• [PAGE EXTRACT]:
Brett Mecum, a graduate student in the Thunderbird School of Global Management at Arizona State University, has played a key role in launching Arizona into a new era of commercial space opportunities.

Thanks in part to his lobbying and advocacy efforts, Arizona Gov. Katie Hobbs has recently signed legislation establishing a Space Commission in Arizona, securing the 48th state as the next key player in advancing the commercial space economy.

Mecum, who completed Thunderbird's executive certificate in space leadership, business, and policy in November 2022 and then pursued an Executive Master of Global Management with a concentration in space leadership, business, and policy (EMGM-Space) — and will graduate this summer — has directly tied his experiences at Thunderbird to his work in advancing the space industry. 

Portrait of Brett Mecum.
Brett Mecum

Mecum's journey began with a trade mission to Luxembourg in June 2023. During his visit, he engaged in discussions with Lindy Elkins-Tanton, notable academic and researcher serving as the vice president of the ASU Interplanetary Initiative and principal investigator of NASA’s Psyche mission; Paul Binsfeld, who serves as Honorary Consul of Luxembourg to Arizona and New Mexico and is also an ASU alumnus and founder of Company Nurse, based in Scottsdale; and Oliver Schwab, founder of Lykke Global Advisors. These conversations sparked the idea of forming a space commission and space fund in Arizona, drawing inspiration from Luxembourg's successful space program. 

Mecum also took cues from states like Texas and Florida, which had already established their own space commissions.

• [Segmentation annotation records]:
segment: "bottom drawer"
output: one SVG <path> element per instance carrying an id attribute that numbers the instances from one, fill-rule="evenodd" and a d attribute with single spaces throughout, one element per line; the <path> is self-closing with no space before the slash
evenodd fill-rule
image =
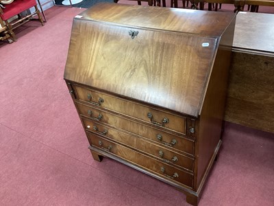
<path id="1" fill-rule="evenodd" d="M 92 146 L 115 154 L 162 177 L 179 182 L 191 188 L 193 187 L 193 174 L 175 168 L 113 141 L 92 134 L 88 134 L 88 136 Z"/>

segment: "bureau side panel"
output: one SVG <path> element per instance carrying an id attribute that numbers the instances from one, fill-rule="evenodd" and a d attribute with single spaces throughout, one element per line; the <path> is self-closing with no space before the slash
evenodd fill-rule
<path id="1" fill-rule="evenodd" d="M 197 189 L 201 187 L 219 146 L 225 112 L 235 19 L 221 38 L 199 117 L 196 157 Z M 201 189 L 201 188 L 200 188 Z"/>
<path id="2" fill-rule="evenodd" d="M 274 133 L 274 58 L 233 52 L 225 120 Z"/>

• [TASK SET]:
- A) Using the article about Brett Mecum, decide whether each statement is true, answering yes or no and quoting the words that settle it: (i) Mecum completed the executive certificate in space leadership, business, and policy in November 2022. (ii) The trade mission to Luxembourg took place in June 2022. (iii) Oliver Schwab is the founder of Company Nurse.
- B) Name every person mentioned by name in the article about Brett Mecum.
- C) Quote the article about Brett Mecum from "Portrait of Brett" up to and including "successful space program.".

• [EXPECTED OUTPUTS]:
- A)
(i) Yes: "completed Thunderbird's executive certificate in space leadership, business, and policy in November 2022"
(ii) No: "a trade mission to Luxembourg in June 2023"
(iii) No: "Oliver Schwab, founder of Lykke Global Advisors"

- B) Brett Mecum, Katie Hobbs, Lindy Elkins-Tanton, Paul Binsfeld, Oliver Schwab

- C)
Portrait of Brett Mecum.
Brett Mecum

Mecum's journey began with a trade mission to Luxembourg in June 2023. During his visit, he engaged in discussions with Lindy Elkins-Tanton, notable academic and researcher serving as the vice president of the ASU Interplanetary Initiative and principal investigator of NASA’s Psyche mission; Paul Binsfeld, who serves as Honorary Consul of Luxembourg to Arizona and New Mexico and is also an ASU alumnus and founder of Company Nurse, based in Scottsdale; and Oliver Schwab, founder of Lykke Global Advisors. These conversations sparked the idea of forming a space commission and space fund in Arizona, drawing inspiration from Luxembourg's successful space program.